Listed entries =>
□ □ □ □
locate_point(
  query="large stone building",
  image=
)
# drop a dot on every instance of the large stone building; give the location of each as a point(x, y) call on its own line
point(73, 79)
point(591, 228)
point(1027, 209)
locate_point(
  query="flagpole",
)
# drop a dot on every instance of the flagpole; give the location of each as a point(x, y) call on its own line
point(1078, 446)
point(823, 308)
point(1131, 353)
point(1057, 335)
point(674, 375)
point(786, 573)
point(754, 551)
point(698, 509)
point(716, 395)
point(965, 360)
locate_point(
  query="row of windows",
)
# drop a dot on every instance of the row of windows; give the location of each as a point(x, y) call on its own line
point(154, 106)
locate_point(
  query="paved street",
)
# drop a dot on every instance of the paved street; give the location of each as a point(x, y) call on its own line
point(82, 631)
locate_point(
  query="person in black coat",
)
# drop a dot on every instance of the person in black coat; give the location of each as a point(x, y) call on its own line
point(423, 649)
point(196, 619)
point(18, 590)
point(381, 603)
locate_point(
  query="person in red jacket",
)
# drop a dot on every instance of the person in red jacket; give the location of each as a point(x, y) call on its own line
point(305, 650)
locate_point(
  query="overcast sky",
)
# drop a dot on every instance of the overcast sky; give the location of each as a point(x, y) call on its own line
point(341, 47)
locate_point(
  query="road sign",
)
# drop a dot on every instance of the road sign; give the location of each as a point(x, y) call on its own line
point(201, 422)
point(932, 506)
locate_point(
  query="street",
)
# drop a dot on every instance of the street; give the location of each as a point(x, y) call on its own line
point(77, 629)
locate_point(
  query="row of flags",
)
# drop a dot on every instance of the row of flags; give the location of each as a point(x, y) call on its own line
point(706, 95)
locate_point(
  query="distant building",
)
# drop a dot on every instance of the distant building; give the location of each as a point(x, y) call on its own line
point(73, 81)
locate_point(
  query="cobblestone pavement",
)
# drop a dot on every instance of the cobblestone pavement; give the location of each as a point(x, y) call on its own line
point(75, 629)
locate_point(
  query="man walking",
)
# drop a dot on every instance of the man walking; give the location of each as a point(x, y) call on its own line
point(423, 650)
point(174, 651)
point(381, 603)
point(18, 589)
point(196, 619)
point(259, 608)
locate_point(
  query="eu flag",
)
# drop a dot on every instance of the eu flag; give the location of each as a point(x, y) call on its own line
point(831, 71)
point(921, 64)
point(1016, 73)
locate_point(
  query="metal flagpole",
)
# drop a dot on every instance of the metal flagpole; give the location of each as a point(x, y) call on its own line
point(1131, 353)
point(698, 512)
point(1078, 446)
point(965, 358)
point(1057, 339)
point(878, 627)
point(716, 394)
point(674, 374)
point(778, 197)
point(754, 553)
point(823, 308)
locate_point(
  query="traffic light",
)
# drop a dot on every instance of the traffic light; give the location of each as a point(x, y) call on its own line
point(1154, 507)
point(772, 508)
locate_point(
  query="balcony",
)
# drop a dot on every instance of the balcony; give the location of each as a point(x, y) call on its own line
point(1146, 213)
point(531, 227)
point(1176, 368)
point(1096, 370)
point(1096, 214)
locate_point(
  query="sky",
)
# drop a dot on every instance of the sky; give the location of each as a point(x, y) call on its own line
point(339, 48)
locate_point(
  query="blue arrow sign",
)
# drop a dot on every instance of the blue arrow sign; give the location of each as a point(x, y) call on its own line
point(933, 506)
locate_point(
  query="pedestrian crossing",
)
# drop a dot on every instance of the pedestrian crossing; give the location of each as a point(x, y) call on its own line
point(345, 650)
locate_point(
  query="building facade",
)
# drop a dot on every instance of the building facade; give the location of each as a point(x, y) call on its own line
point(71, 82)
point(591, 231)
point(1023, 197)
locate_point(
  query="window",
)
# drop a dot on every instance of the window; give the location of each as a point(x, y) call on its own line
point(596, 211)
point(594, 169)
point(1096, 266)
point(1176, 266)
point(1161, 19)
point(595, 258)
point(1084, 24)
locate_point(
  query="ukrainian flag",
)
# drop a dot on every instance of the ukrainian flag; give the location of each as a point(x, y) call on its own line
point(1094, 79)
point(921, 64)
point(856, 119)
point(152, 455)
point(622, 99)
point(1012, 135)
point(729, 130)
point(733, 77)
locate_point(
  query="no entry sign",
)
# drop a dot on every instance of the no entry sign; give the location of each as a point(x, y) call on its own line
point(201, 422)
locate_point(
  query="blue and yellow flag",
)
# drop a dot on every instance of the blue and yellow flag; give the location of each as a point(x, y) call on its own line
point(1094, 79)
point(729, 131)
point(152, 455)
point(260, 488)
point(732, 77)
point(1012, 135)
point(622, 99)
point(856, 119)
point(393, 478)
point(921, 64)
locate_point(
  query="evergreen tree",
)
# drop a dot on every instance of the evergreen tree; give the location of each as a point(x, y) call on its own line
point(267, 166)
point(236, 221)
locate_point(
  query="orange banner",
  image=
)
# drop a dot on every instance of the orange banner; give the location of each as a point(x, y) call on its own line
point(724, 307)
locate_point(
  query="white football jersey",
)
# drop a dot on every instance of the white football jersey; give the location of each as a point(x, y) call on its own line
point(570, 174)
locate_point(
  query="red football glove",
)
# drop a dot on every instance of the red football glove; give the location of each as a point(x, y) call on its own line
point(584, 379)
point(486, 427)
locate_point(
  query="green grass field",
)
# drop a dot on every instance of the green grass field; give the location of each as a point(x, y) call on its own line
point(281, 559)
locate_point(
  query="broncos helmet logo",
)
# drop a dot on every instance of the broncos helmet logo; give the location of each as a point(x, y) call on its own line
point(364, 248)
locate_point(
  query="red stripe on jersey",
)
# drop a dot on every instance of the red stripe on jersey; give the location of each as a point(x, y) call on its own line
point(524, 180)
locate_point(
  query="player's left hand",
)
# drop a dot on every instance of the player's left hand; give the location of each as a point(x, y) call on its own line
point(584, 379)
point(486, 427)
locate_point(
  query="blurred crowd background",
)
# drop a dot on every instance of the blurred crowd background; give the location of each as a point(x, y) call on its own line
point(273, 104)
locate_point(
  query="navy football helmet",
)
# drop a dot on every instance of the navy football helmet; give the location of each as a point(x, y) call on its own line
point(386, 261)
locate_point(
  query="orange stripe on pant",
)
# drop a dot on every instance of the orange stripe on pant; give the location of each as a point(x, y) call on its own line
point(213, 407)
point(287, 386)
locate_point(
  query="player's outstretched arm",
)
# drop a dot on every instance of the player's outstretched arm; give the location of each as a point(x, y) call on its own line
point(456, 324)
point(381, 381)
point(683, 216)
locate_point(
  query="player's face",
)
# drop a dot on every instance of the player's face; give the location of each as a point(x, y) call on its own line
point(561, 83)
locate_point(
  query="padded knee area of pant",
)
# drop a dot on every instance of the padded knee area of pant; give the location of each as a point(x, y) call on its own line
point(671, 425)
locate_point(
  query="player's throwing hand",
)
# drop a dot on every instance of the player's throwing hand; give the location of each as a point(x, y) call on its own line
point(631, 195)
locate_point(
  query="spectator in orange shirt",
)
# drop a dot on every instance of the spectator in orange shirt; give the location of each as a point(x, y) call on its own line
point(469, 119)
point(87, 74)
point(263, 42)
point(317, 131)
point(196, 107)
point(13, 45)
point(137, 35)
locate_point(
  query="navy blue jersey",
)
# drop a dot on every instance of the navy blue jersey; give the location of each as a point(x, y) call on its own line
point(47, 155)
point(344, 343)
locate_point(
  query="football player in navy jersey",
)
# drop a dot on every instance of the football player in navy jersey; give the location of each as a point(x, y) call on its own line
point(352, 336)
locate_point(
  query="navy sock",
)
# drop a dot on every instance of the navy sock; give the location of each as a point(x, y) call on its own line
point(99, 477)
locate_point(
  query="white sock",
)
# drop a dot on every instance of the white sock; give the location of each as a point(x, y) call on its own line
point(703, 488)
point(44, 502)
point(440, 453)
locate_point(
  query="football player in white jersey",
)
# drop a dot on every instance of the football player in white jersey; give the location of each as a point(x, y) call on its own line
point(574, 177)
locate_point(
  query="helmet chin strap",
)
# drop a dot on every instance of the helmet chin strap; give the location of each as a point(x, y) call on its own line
□ □ □ □
Task prompt => Starting at the first line of the rows and stopping after the line that contains "point(82, 631)", arrange those lines as a JSON list of strings, one string per line, with blank lines left out.

Answer to this exercise =>
[
  "locate_point(",
  "  query=\"large stone building\",",
  "  image=",
  ")",
  "# drop a dot on every instance of the large stone building; give the location of each as a point(x, y) call on its own line",
  "point(73, 79)",
  "point(591, 228)",
  "point(1027, 209)",
  "locate_point(",
  "  query=\"flagpole\",",
  ")",
  "# drop a dot on every instance of the flagpole; give the location of each as a point(x, y) call on its own line",
  "point(1078, 446)",
  "point(823, 308)",
  "point(1131, 353)",
  "point(1057, 335)",
  "point(674, 375)",
  "point(786, 573)",
  "point(754, 551)",
  "point(698, 509)",
  "point(716, 395)",
  "point(965, 360)",
  "locate_point(",
  "  query=\"row of windows\",",
  ")",
  "# drop a dot on every instance of the row of windows; give the location of each as a point(x, y) call on its own line",
  "point(154, 106)",
  "locate_point(",
  "  query=\"paved street\",",
  ")",
  "# drop a dot on every instance of the paved street; give the location of each as a point(x, y) call on its own line",
  "point(82, 631)"
]